THE PROBLEM:
Could you edit the passage of the Till Trilogy review that begins at "L-R Antonio Michael" and stops after "knew those involved.", replacing "heart wrenching" with "heartbreaking", and give the edited passage back?

Review: THE TILL TRILOGY by Ifa Bayeza at Mosaic Theater Company

L-R Antonio Michael Woodard and Jason Bowen in The Ballad of Emmett Till. Photo courtesy of the production.

Mosaic Theater Company’s production of The Till Trilogy is a three-part play puzzling together the pieces of the tragic story of Emmett Till’s lynching. This piece is unlike anything I have ever seen. It beautifully brings together the fun and playful aspects of Emmett, making the tragedy even more heart wrenching than you initially knew it to be. Writer, Ifa Bayeza, presented a hefty task with an immaculate moment in history and Director, Talvin Wilks, rose to the occasion to transport you right into 1955, as if you personally knew those involved.

RECORDED DATA:
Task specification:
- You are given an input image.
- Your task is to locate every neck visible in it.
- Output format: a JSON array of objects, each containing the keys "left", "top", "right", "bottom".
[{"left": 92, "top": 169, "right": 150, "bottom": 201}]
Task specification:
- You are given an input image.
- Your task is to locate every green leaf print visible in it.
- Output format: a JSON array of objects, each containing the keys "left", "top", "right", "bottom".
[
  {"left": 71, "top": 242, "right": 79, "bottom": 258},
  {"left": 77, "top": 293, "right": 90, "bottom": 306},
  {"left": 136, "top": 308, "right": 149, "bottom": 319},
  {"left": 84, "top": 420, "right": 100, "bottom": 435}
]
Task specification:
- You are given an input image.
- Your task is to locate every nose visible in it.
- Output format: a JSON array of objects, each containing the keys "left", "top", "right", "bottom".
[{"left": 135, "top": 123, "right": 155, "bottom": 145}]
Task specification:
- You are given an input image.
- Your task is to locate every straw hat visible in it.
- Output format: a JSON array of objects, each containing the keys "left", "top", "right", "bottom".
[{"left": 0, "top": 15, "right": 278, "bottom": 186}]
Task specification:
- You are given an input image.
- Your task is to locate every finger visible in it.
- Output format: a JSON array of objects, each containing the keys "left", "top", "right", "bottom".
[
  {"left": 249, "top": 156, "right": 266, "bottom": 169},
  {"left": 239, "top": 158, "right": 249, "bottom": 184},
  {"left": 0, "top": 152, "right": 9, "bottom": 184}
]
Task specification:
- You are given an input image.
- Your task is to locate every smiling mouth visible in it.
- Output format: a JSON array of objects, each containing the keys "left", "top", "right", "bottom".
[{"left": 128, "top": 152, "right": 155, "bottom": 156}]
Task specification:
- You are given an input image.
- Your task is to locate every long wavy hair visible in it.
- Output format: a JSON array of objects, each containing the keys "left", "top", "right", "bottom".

SOLUTION TO THIS TASK:
L-R Antonio Michael Woodard and Jason Bowen in The Ballad of Emmett Till. Photo courtesy of the production.

Mosaic Theater Company’s production of The Till Trilogy is a three-part play puzzling together the pieces of the tragic story of Emmett Till’s lynching. This piece is unlike anything I have ever seen. It beautifully brings together the fun and playful aspects of Emmett, making the tragedy even more heartbreaking than you initially knew it to be. Writer, Ifa Bayeza, presented a hefty task with an immaculate moment in history and Director, Talvin Wilks, rose to the occasion to transport you right into 1955, as if you personally knew those involved.